==== INHALT DER DATEN ====

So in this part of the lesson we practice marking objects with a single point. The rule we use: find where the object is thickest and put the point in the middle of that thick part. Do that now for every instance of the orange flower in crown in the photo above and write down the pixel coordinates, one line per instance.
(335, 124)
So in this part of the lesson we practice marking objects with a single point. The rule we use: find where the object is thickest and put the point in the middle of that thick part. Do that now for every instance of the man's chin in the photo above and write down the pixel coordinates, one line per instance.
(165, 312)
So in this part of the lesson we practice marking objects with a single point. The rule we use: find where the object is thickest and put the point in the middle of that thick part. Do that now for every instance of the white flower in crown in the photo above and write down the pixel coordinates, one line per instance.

====
==== INHALT DER DATEN ====

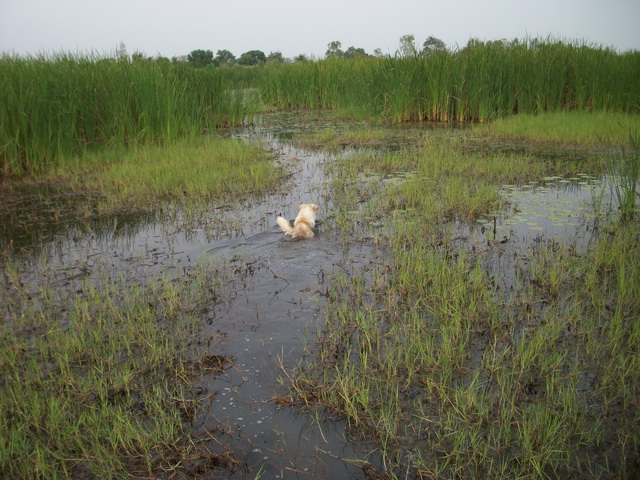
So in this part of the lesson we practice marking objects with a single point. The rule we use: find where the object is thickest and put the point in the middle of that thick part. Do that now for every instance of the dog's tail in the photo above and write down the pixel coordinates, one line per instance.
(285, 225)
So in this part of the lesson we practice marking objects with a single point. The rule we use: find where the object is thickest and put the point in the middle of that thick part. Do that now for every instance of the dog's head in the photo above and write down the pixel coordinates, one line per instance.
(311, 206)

====

▶ **ZIEL DER AUFGABE**:
Filtere aus den Einträgen oben jede Zeile heraus, die das Wort „flower“ enthält. Achte dabei auf Groß- und Kleinschreibung.

▶ **LÖSUNG**:
So in this part of the lesson we practice marking objects with a single point. The rule we use: find where the object is thickest and put the point in the middle of that thick part. Do that now for every instance of the orange flower in crown in the photo above and write down the pixel coordinates, one line per instance.
So in this part of the lesson we practice marking objects with a single point. The rule we use: find where the object is thickest and put the point in the middle of that thick part. Do that now for every instance of the white flower in crown in the photo above and write down the pixel coordinates, one line per instance.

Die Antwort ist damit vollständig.